**Page text**
▶

Broad Network


Comparing C++ Pointer and Reference

Some Features of C++ Entities – Part 10

Forward: In this part of the series, I compare C++ pointers and references.

By: Chrysanthus Date Published: 25 Sep 2012

Introduction

This is part 10 of my series, Some Features of C++ Entities. In this part of the series, I compare C++ pointers and references. In this volume, in the series, C++ Taking the Bull by the Horns, I have a tutorial titled, C++ Pointers. That tutorial is a comprehensive article on C++ pointers. If you have forgotten about pointers, then read the tutorial first before you read this article. Whatever is the case, the tutorials of this series should be read in the order given. You also should have read the series before this series (see link on C++ Course below).

Nature
A pointer is declared using * while a reference is declared using &. When talking about pointers, two objects (regions in memory) are concerned: you have the pointer object and the pointed object. The pointer object has the address of the pointed object. The pointed object has the value. When dealing with reference, you have two different identifiers (names). Each of the identifiers has the same address, identifying the same region in memory for the same value.

Declaration with Initialization
A pointer is declared with initialization as in:

    int *pointer = &identifier;

Here, pointer is the pointer object identifier, "identifier" is some predeclared identifier, and the expression, &identifier is the address of the identifier. You can call the expression, &identifier a reference. In this statement, the pointed object has the address given by the expression, &identifier. * is called the dereference operator, used to declare a pointer.

A reference is declared with initialization as in:

    int &herInt = hisInt;

Here, herInt is a new identifier, while hisInt is some pre-declared identifier. This statement makes the two identifiers to have the same address. The expression, &herInt is the reference; it is also the address. & is the reference operator, used to declare a reference. You can call herInt the reference identifier.

Useful Statements without Initialization
The following code segment shows how a pointer can be declared and used without the initialization statement and without the reference operator:

            int *pointer;
             *pointer = 5;
             cout << *pointer << '\n';

The first statement declares the pointer using the dereference operator. In the first statement there is no indication of the pointed object; you have only the pointer object identified by, pointer. The second statement uses the dereference operator and the pointer object identifier to create an anonynous (no name - not identified) pointed object and place the value, 5 in it.

As you can see, the dereference operator in the two statements have two different meanings. In the first statement which is the declaration statement, it is indicating that the identifier, pointer is for the pointer object. In the second statement, which is not a declaration statement and without the preceding specifier, int, the dereference operator means the value of the pointed object, whose addess is in the pointer object. In the third statement, the dereference operator also means the value of the pointed object whose addess is in the pointer object. It uses the pointer object identifier and not the pointed object identifier for this purpose.

For the reference, you cannot have declaration without initialization. However, in a workable group of statements, you can have the reference without the dereference operator. When you need the value of the referenced object, you use either the reference identifier or the pre-declared identifier. The following code segment illustrates this:

        int hisInt = 5;
        int &herInt = hisInt;
        cout << hisInt << '\n';
        cout << herInt << '\n';

Here the first statement has the pre-declared identifier. The second statement establishes the reference, "&herInt" with the new identifier, herInt and the pre-declared identifier, hisInt. The statement automatically makes both identifiers have the same address. The last two statements display the value of the same object (region in memory) identified by the two identifiers. Neither of the two statements uses the & operator. The first of the last two statements uses the pre-declared identifier and the second one uses the reference identifier. Note that the assignement operator in the second statement of the whole code, behaves in an overloaded fashion.

◀

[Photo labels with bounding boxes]

▶

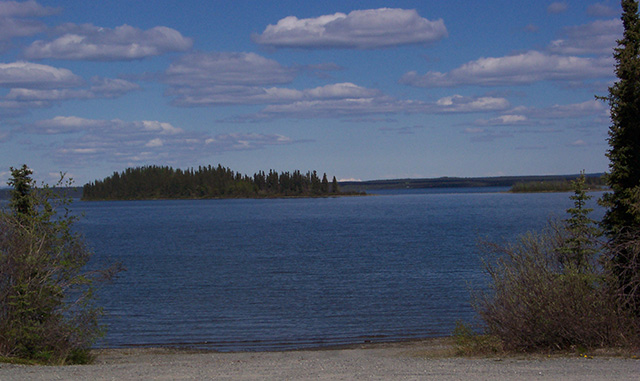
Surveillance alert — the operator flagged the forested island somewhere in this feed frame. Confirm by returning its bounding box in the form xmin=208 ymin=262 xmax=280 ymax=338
xmin=509 ymin=175 xmax=607 ymax=193
xmin=82 ymin=165 xmax=356 ymax=201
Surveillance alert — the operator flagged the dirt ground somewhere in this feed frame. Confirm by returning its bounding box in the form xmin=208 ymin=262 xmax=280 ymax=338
xmin=0 ymin=339 xmax=640 ymax=381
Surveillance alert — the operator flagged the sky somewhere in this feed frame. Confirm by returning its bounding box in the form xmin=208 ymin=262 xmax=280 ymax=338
xmin=0 ymin=0 xmax=622 ymax=185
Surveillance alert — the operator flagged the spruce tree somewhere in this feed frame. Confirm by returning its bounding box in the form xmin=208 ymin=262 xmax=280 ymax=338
xmin=600 ymin=0 xmax=640 ymax=316
xmin=601 ymin=0 xmax=640 ymax=237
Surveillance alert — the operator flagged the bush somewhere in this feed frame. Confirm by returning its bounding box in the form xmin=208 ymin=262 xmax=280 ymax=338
xmin=0 ymin=165 xmax=120 ymax=363
xmin=473 ymin=174 xmax=640 ymax=351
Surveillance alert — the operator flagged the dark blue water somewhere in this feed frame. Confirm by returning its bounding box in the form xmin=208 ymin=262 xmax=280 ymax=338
xmin=74 ymin=190 xmax=604 ymax=351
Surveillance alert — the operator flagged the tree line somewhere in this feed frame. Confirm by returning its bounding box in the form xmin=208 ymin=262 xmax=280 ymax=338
xmin=82 ymin=164 xmax=345 ymax=200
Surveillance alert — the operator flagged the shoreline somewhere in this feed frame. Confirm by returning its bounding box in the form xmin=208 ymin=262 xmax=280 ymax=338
xmin=0 ymin=337 xmax=640 ymax=380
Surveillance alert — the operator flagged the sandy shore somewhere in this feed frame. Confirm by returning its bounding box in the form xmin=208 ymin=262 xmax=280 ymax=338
xmin=0 ymin=339 xmax=640 ymax=381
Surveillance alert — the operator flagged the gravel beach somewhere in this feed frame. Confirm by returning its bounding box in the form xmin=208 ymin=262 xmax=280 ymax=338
xmin=0 ymin=339 xmax=640 ymax=381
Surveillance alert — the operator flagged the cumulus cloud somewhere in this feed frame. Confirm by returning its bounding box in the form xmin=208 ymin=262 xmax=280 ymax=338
xmin=0 ymin=1 xmax=58 ymax=41
xmin=24 ymin=24 xmax=193 ymax=61
xmin=475 ymin=114 xmax=532 ymax=126
xmin=587 ymin=3 xmax=619 ymax=17
xmin=20 ymin=116 xmax=295 ymax=166
xmin=567 ymin=139 xmax=587 ymax=147
xmin=256 ymin=94 xmax=510 ymax=118
xmin=252 ymin=8 xmax=447 ymax=49
xmin=0 ymin=61 xmax=83 ymax=89
xmin=164 ymin=52 xmax=297 ymax=94
xmin=5 ymin=77 xmax=140 ymax=102
xmin=547 ymin=2 xmax=569 ymax=14
xmin=400 ymin=51 xmax=614 ymax=87
xmin=164 ymin=53 xmax=379 ymax=106
xmin=510 ymin=100 xmax=609 ymax=119
xmin=549 ymin=19 xmax=623 ymax=55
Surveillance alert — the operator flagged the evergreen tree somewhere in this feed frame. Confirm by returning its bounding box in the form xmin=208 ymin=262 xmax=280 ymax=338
xmin=600 ymin=0 xmax=640 ymax=316
xmin=559 ymin=171 xmax=600 ymax=273
xmin=320 ymin=173 xmax=329 ymax=194
xmin=331 ymin=176 xmax=340 ymax=193
xmin=601 ymin=0 xmax=640 ymax=237
xmin=0 ymin=165 xmax=121 ymax=363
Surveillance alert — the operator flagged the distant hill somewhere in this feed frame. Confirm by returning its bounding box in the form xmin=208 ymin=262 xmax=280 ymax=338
xmin=339 ymin=173 xmax=604 ymax=192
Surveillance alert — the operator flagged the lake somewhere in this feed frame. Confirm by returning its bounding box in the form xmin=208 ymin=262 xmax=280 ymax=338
xmin=73 ymin=188 xmax=602 ymax=351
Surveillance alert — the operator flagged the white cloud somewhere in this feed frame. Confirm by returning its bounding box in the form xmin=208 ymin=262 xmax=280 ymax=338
xmin=253 ymin=8 xmax=447 ymax=49
xmin=164 ymin=53 xmax=297 ymax=98
xmin=256 ymin=94 xmax=509 ymax=118
xmin=475 ymin=114 xmax=531 ymax=126
xmin=510 ymin=99 xmax=609 ymax=119
xmin=18 ymin=116 xmax=295 ymax=166
xmin=5 ymin=77 xmax=140 ymax=101
xmin=547 ymin=2 xmax=569 ymax=14
xmin=568 ymin=139 xmax=587 ymax=147
xmin=0 ymin=0 xmax=58 ymax=17
xmin=400 ymin=51 xmax=614 ymax=87
xmin=0 ymin=1 xmax=58 ymax=41
xmin=587 ymin=3 xmax=619 ymax=17
xmin=24 ymin=24 xmax=193 ymax=61
xmin=0 ymin=61 xmax=83 ymax=89
xmin=549 ymin=19 xmax=623 ymax=56
xmin=429 ymin=95 xmax=509 ymax=112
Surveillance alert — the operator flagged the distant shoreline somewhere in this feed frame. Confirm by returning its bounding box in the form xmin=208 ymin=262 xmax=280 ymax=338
xmin=0 ymin=338 xmax=639 ymax=381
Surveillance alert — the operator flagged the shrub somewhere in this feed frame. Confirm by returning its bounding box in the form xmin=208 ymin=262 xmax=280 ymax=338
xmin=0 ymin=165 xmax=120 ymax=363
xmin=473 ymin=173 xmax=640 ymax=351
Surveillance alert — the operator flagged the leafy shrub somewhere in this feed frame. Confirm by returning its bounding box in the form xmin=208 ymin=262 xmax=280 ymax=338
xmin=473 ymin=174 xmax=640 ymax=351
xmin=0 ymin=165 xmax=120 ymax=363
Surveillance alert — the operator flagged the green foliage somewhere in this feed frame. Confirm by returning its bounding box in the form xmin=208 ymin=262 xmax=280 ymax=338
xmin=600 ymin=0 xmax=640 ymax=316
xmin=473 ymin=177 xmax=640 ymax=351
xmin=0 ymin=166 xmax=119 ymax=363
xmin=453 ymin=321 xmax=504 ymax=356
xmin=509 ymin=173 xmax=606 ymax=193
xmin=558 ymin=172 xmax=601 ymax=274
xmin=83 ymin=165 xmax=350 ymax=200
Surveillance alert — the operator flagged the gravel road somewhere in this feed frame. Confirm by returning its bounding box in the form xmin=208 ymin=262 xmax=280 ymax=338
xmin=0 ymin=340 xmax=640 ymax=381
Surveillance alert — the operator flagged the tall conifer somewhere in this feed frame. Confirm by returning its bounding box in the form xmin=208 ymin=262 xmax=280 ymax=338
xmin=601 ymin=0 xmax=640 ymax=233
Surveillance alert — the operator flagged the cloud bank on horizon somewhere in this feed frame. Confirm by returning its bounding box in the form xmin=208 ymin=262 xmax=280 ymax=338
xmin=0 ymin=0 xmax=622 ymax=183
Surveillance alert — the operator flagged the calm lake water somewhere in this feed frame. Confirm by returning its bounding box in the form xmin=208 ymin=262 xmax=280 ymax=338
xmin=74 ymin=188 xmax=601 ymax=351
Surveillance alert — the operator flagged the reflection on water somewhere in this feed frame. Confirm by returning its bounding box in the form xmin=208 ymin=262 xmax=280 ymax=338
xmin=75 ymin=191 xmax=601 ymax=350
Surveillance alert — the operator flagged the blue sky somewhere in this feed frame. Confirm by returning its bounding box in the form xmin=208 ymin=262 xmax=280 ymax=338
xmin=0 ymin=0 xmax=622 ymax=184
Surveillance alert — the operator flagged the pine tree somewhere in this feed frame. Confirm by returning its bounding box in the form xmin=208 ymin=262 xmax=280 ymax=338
xmin=601 ymin=0 xmax=640 ymax=237
xmin=600 ymin=0 xmax=640 ymax=316
xmin=560 ymin=171 xmax=600 ymax=273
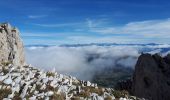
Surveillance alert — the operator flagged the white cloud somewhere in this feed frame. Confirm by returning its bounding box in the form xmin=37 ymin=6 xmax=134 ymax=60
xmin=26 ymin=46 xmax=138 ymax=80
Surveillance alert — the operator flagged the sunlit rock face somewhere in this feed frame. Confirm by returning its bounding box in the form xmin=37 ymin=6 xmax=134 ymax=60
xmin=0 ymin=23 xmax=25 ymax=66
xmin=132 ymin=54 xmax=170 ymax=100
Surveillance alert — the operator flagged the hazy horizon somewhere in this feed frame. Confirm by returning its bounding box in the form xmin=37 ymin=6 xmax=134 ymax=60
xmin=0 ymin=0 xmax=170 ymax=45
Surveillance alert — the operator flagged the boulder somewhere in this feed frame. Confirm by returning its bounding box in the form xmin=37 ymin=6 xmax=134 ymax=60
xmin=132 ymin=54 xmax=170 ymax=100
xmin=0 ymin=23 xmax=25 ymax=66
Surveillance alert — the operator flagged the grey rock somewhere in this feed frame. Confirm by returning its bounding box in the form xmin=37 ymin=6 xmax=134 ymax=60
xmin=0 ymin=23 xmax=25 ymax=66
xmin=132 ymin=54 xmax=170 ymax=100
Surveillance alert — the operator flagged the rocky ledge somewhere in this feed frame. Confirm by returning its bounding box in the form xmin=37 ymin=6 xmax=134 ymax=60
xmin=132 ymin=54 xmax=170 ymax=100
xmin=0 ymin=64 xmax=140 ymax=100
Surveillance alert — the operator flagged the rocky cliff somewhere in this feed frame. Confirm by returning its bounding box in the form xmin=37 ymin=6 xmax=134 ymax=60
xmin=0 ymin=23 xmax=25 ymax=66
xmin=132 ymin=54 xmax=170 ymax=100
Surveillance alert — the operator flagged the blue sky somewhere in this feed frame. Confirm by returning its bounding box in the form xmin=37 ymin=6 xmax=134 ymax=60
xmin=0 ymin=0 xmax=170 ymax=45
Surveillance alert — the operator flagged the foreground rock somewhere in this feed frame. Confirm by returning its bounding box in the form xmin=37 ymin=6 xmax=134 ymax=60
xmin=132 ymin=54 xmax=170 ymax=100
xmin=0 ymin=23 xmax=25 ymax=66
xmin=0 ymin=64 xmax=140 ymax=100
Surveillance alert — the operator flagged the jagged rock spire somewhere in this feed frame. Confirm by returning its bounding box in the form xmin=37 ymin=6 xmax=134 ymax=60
xmin=0 ymin=23 xmax=25 ymax=66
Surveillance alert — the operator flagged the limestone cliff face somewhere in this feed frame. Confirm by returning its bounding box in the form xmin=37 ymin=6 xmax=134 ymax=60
xmin=0 ymin=23 xmax=25 ymax=66
xmin=132 ymin=54 xmax=170 ymax=100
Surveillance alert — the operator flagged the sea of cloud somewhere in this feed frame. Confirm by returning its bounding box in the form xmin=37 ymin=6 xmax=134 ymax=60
xmin=26 ymin=45 xmax=169 ymax=80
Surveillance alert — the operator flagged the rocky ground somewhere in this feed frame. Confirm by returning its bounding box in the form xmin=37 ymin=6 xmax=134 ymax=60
xmin=0 ymin=63 xmax=143 ymax=100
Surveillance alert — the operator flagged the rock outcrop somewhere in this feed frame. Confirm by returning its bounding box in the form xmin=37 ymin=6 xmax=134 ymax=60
xmin=0 ymin=23 xmax=25 ymax=66
xmin=132 ymin=54 xmax=170 ymax=100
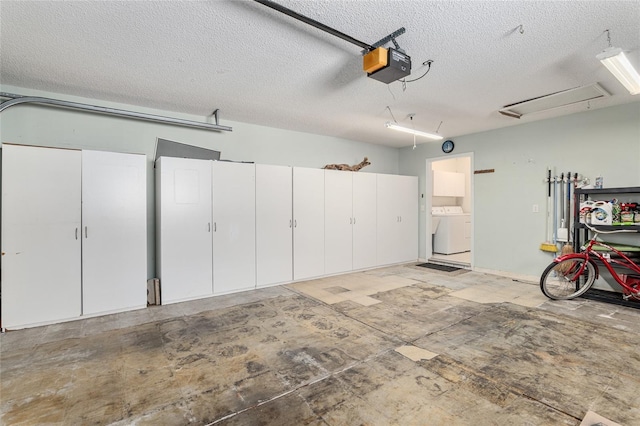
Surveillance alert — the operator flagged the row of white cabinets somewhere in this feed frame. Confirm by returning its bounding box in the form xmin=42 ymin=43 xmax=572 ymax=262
xmin=156 ymin=157 xmax=418 ymax=303
xmin=2 ymin=144 xmax=147 ymax=329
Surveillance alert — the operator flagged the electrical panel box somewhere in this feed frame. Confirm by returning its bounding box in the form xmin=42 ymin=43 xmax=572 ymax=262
xmin=367 ymin=49 xmax=411 ymax=84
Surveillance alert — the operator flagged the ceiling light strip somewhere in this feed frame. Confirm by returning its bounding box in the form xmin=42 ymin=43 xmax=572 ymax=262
xmin=384 ymin=121 xmax=444 ymax=141
xmin=596 ymin=47 xmax=640 ymax=95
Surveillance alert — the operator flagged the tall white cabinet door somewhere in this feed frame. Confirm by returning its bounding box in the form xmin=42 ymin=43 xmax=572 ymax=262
xmin=256 ymin=164 xmax=293 ymax=287
xmin=293 ymin=167 xmax=324 ymax=280
xmin=156 ymin=157 xmax=213 ymax=304
xmin=377 ymin=175 xmax=418 ymax=265
xmin=396 ymin=176 xmax=419 ymax=262
xmin=2 ymin=144 xmax=81 ymax=329
xmin=353 ymin=172 xmax=377 ymax=269
xmin=82 ymin=151 xmax=147 ymax=315
xmin=324 ymin=170 xmax=353 ymax=274
xmin=376 ymin=174 xmax=400 ymax=265
xmin=213 ymin=161 xmax=256 ymax=294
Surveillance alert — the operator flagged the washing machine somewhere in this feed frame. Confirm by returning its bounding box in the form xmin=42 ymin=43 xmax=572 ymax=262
xmin=431 ymin=206 xmax=471 ymax=254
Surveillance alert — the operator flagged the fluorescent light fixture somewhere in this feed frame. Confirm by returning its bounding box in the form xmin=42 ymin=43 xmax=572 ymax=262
xmin=596 ymin=47 xmax=640 ymax=95
xmin=384 ymin=121 xmax=444 ymax=141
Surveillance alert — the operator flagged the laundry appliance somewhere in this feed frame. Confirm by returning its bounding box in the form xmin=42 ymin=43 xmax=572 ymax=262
xmin=431 ymin=206 xmax=471 ymax=254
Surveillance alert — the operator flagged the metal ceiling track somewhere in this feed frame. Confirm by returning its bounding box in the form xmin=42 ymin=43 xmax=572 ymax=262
xmin=0 ymin=92 xmax=233 ymax=132
xmin=254 ymin=0 xmax=375 ymax=52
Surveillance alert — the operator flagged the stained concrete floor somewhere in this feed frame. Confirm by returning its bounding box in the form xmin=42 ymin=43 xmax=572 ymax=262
xmin=0 ymin=265 xmax=640 ymax=425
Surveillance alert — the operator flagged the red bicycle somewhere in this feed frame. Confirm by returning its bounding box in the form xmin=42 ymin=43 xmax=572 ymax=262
xmin=540 ymin=225 xmax=640 ymax=301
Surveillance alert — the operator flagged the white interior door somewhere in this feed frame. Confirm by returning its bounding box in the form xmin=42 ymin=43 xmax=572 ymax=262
xmin=213 ymin=161 xmax=256 ymax=294
xmin=293 ymin=167 xmax=324 ymax=280
xmin=324 ymin=170 xmax=354 ymax=274
xmin=256 ymin=164 xmax=293 ymax=287
xmin=82 ymin=151 xmax=147 ymax=315
xmin=156 ymin=157 xmax=213 ymax=304
xmin=2 ymin=144 xmax=81 ymax=329
xmin=353 ymin=172 xmax=377 ymax=269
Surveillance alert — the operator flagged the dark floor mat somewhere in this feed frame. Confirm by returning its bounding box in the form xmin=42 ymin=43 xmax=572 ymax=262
xmin=417 ymin=263 xmax=462 ymax=272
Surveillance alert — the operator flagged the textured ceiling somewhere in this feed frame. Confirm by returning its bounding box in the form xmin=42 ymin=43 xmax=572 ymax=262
xmin=0 ymin=0 xmax=640 ymax=147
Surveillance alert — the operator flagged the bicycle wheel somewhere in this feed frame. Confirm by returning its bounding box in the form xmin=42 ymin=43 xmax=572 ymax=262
xmin=540 ymin=258 xmax=596 ymax=300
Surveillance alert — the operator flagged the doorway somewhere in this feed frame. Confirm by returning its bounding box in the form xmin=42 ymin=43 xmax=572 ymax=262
xmin=425 ymin=153 xmax=474 ymax=268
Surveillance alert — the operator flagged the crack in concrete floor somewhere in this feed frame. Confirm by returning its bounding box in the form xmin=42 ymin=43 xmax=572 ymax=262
xmin=0 ymin=265 xmax=640 ymax=425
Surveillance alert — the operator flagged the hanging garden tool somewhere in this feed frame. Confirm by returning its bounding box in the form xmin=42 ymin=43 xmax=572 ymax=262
xmin=540 ymin=168 xmax=558 ymax=253
xmin=556 ymin=172 xmax=569 ymax=243
xmin=562 ymin=172 xmax=573 ymax=254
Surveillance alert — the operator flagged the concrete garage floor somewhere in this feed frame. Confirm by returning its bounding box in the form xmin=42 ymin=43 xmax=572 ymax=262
xmin=0 ymin=265 xmax=640 ymax=425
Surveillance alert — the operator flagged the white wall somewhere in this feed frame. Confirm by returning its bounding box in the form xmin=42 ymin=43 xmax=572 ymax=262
xmin=400 ymin=102 xmax=640 ymax=277
xmin=431 ymin=157 xmax=472 ymax=213
xmin=0 ymin=86 xmax=398 ymax=277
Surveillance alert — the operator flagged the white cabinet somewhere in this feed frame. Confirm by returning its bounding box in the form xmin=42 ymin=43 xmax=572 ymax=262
xmin=2 ymin=144 xmax=147 ymax=328
xmin=324 ymin=170 xmax=354 ymax=274
xmin=433 ymin=170 xmax=465 ymax=197
xmin=156 ymin=157 xmax=213 ymax=304
xmin=2 ymin=144 xmax=82 ymax=329
xmin=293 ymin=167 xmax=324 ymax=280
xmin=324 ymin=170 xmax=377 ymax=274
xmin=377 ymin=175 xmax=418 ymax=265
xmin=213 ymin=161 xmax=256 ymax=294
xmin=353 ymin=172 xmax=378 ymax=269
xmin=82 ymin=151 xmax=147 ymax=315
xmin=256 ymin=164 xmax=293 ymax=287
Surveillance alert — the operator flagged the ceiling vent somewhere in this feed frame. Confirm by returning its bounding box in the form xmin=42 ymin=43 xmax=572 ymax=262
xmin=498 ymin=83 xmax=610 ymax=118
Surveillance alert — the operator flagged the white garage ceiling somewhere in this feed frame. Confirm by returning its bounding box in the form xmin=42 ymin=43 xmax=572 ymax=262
xmin=0 ymin=0 xmax=640 ymax=147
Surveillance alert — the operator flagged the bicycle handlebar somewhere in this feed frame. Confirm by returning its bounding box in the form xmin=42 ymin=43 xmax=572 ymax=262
xmin=583 ymin=223 xmax=640 ymax=238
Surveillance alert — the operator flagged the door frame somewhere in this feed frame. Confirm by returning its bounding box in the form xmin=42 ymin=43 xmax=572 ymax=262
xmin=424 ymin=152 xmax=475 ymax=269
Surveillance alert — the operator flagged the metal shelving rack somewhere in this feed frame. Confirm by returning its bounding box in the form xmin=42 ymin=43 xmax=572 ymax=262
xmin=573 ymin=186 xmax=640 ymax=309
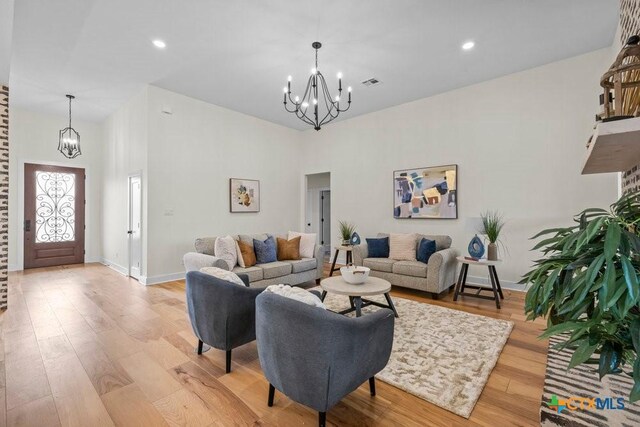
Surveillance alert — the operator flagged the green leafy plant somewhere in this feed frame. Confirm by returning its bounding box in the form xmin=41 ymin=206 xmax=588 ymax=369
xmin=339 ymin=221 xmax=356 ymax=240
xmin=520 ymin=193 xmax=640 ymax=402
xmin=480 ymin=211 xmax=504 ymax=243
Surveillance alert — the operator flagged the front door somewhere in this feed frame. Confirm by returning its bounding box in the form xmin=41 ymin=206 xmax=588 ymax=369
xmin=24 ymin=163 xmax=85 ymax=269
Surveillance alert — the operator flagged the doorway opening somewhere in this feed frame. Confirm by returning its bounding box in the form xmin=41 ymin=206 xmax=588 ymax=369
xmin=23 ymin=163 xmax=86 ymax=269
xmin=127 ymin=174 xmax=142 ymax=280
xmin=305 ymin=172 xmax=331 ymax=261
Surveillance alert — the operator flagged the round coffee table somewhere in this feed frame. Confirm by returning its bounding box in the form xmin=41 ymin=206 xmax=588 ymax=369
xmin=320 ymin=276 xmax=398 ymax=317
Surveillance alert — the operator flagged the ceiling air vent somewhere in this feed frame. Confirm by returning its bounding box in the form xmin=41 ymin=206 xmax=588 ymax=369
xmin=362 ymin=77 xmax=382 ymax=87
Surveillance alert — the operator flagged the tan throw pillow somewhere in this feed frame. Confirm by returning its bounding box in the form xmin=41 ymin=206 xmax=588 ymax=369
xmin=389 ymin=233 xmax=416 ymax=261
xmin=236 ymin=240 xmax=256 ymax=268
xmin=277 ymin=236 xmax=300 ymax=261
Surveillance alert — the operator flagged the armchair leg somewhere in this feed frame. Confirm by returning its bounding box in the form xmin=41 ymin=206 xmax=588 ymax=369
xmin=227 ymin=350 xmax=231 ymax=374
xmin=267 ymin=384 xmax=276 ymax=408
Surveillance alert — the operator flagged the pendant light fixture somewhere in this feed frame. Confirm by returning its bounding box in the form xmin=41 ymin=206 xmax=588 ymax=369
xmin=58 ymin=95 xmax=82 ymax=159
xmin=284 ymin=42 xmax=351 ymax=130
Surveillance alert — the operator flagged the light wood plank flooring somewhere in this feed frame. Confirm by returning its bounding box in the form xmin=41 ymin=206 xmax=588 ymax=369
xmin=0 ymin=264 xmax=547 ymax=426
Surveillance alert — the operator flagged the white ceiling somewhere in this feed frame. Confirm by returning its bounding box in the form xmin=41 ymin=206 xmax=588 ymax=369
xmin=7 ymin=0 xmax=618 ymax=129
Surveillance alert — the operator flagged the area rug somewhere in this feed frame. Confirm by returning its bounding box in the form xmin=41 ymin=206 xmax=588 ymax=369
xmin=317 ymin=288 xmax=513 ymax=418
xmin=540 ymin=337 xmax=640 ymax=427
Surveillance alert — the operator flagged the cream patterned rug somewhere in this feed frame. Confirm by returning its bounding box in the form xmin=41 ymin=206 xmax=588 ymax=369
xmin=316 ymin=287 xmax=513 ymax=418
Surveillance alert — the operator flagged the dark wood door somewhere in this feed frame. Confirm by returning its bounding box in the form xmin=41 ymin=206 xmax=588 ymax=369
xmin=24 ymin=163 xmax=85 ymax=268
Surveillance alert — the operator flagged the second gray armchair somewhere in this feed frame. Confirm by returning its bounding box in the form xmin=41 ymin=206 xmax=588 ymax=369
xmin=256 ymin=292 xmax=394 ymax=426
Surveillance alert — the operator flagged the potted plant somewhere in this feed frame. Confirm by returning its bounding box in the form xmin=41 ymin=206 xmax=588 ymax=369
xmin=339 ymin=221 xmax=356 ymax=245
xmin=520 ymin=193 xmax=640 ymax=402
xmin=480 ymin=211 xmax=504 ymax=261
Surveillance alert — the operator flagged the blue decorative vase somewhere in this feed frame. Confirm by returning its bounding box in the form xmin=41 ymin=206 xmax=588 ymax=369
xmin=351 ymin=231 xmax=360 ymax=246
xmin=468 ymin=234 xmax=484 ymax=258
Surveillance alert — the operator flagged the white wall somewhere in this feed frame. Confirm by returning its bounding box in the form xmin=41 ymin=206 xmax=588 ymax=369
xmin=146 ymin=86 xmax=301 ymax=283
xmin=9 ymin=107 xmax=102 ymax=271
xmin=301 ymin=49 xmax=617 ymax=284
xmin=102 ymin=88 xmax=149 ymax=275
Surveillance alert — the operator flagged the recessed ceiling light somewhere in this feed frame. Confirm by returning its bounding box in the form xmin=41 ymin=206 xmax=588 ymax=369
xmin=462 ymin=40 xmax=476 ymax=50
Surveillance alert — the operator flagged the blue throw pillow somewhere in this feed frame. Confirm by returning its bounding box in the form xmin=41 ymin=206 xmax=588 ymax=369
xmin=367 ymin=237 xmax=389 ymax=258
xmin=416 ymin=237 xmax=436 ymax=264
xmin=253 ymin=236 xmax=278 ymax=264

◀

In the article comparing C++ pointers and references, which of the two cannot be declared without initialization?

A reference cannot be declared without initialization.